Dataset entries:
=== Section Start ===

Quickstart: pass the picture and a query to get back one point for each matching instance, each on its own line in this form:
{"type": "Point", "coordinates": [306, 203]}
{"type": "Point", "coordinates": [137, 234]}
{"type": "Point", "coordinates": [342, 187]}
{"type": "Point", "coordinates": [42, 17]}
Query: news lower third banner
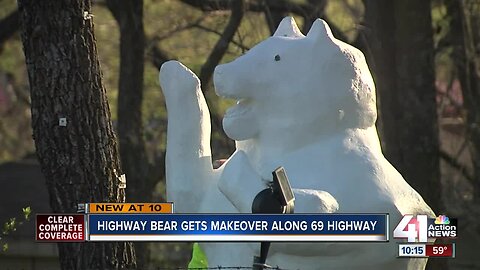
{"type": "Point", "coordinates": [158, 222]}
{"type": "Point", "coordinates": [238, 227]}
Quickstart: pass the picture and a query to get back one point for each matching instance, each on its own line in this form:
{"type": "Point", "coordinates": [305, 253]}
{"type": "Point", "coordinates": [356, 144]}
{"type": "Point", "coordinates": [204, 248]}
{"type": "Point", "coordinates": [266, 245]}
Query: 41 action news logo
{"type": "Point", "coordinates": [420, 228]}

=== Section End ===

- _Problem to work on_:
Print every record exactly without the images.

- _Answer box_:
Quickstart: pass the picture and a query to get back one point for each matching instance, each on its own line in this form:
{"type": "Point", "coordinates": [306, 203]}
{"type": "Point", "coordinates": [137, 234]}
{"type": "Point", "coordinates": [342, 187]}
{"type": "Point", "coordinates": [42, 17]}
Query: news lower third banner
{"type": "Point", "coordinates": [158, 222]}
{"type": "Point", "coordinates": [238, 227]}
Quickstart: pass the picture and a query to get back one point for each matching instance, each on its own line in this form:
{"type": "Point", "coordinates": [305, 253]}
{"type": "Point", "coordinates": [356, 144]}
{"type": "Point", "coordinates": [204, 248]}
{"type": "Point", "coordinates": [266, 245]}
Query: 41 action news logo
{"type": "Point", "coordinates": [420, 228]}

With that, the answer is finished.